| Your assignment |
Among the records below, find each line that includes the string "query" and copy it.

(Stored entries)
Content starts

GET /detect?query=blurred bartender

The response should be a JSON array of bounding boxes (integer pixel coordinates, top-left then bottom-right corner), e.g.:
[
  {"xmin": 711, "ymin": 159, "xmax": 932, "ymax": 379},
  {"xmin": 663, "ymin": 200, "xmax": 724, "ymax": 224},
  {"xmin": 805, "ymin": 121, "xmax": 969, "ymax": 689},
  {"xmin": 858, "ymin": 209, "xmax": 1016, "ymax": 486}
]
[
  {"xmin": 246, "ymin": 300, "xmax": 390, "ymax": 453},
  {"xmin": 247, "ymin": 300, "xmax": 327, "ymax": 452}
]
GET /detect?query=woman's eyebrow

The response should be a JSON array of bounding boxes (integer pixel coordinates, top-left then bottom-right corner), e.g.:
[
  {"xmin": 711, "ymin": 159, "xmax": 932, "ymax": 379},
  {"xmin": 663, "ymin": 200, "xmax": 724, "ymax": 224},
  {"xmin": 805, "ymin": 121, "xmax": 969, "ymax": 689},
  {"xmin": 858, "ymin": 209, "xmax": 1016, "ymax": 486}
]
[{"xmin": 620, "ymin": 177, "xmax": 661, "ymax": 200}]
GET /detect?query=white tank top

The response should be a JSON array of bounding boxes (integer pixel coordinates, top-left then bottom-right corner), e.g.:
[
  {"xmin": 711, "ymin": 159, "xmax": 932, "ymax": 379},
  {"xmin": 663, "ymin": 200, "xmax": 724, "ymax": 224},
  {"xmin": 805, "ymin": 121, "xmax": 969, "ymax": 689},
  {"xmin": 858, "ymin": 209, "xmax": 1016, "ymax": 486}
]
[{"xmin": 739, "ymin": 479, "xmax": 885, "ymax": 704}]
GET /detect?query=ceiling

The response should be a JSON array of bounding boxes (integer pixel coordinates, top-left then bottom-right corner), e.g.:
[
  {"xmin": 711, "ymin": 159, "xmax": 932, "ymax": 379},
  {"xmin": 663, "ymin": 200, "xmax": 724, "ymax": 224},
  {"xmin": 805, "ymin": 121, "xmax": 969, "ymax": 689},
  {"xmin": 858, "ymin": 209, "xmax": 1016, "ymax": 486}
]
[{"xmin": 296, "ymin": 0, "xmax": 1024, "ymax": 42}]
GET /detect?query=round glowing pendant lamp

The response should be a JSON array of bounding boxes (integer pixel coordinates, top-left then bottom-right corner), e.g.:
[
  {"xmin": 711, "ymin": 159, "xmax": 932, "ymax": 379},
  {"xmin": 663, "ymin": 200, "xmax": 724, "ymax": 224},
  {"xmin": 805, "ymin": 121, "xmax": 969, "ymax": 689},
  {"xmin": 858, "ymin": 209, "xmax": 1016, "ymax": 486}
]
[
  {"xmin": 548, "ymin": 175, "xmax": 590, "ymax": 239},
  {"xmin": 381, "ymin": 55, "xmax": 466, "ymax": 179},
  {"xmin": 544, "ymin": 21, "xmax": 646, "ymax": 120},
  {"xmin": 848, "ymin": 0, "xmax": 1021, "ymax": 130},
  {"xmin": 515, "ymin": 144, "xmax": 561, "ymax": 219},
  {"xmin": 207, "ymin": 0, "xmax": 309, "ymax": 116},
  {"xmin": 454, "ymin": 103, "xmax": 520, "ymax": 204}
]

Content ends
Content starts

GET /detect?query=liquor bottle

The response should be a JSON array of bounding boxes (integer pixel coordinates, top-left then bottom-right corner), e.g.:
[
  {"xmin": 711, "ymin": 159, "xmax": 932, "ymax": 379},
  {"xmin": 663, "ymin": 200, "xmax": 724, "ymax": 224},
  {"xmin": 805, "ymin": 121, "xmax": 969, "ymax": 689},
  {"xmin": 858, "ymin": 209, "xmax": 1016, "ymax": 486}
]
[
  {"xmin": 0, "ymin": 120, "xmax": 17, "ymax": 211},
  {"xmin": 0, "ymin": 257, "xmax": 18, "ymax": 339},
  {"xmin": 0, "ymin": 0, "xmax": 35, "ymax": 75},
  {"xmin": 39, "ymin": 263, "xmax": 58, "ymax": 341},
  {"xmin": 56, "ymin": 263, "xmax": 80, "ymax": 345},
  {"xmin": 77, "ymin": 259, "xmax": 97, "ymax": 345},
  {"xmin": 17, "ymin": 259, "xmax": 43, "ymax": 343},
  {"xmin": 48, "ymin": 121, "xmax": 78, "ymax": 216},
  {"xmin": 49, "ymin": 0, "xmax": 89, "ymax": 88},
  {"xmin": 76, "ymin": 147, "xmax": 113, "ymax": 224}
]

Content ends
Content starts

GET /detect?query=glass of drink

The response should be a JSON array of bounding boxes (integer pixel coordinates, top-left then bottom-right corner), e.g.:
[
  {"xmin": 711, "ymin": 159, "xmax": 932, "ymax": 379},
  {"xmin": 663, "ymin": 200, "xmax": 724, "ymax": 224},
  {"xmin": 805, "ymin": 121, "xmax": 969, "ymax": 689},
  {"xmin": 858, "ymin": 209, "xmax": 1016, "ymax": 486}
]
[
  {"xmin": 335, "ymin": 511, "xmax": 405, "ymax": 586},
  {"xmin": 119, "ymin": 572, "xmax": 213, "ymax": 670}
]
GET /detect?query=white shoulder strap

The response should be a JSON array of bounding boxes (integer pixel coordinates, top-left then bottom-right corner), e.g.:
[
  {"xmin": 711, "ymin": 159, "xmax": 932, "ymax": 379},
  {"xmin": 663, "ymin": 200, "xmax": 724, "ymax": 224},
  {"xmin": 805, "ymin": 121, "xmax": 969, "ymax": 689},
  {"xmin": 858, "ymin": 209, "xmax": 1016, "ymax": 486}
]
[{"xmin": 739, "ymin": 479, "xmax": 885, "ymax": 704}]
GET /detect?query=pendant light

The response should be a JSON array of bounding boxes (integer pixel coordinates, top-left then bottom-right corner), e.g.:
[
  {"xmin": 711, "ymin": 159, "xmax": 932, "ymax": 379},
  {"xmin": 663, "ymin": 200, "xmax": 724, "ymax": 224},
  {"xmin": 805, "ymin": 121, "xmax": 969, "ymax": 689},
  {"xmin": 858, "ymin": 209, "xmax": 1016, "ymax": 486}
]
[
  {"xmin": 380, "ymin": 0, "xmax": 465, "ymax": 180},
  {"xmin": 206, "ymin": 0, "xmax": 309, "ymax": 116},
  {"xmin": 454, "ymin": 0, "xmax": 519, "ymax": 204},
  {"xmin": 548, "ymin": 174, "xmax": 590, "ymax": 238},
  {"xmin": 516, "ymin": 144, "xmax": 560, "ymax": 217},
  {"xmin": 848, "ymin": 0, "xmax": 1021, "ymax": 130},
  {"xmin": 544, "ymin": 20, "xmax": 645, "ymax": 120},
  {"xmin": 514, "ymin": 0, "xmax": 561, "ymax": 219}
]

Content ends

| Answer for this exercise |
GET /detect?query=blurred bartender
GET /detect?query=woman's eyebrow
GET /detect?query=white tank top
GET /detect?query=ceiling
GET /detect?query=round glowing pendant lamp
GET /detect?query=liquor bottle
GET /detect?query=glass of drink
GET /detect?query=white shoulder strap
GET /detect?query=pendant light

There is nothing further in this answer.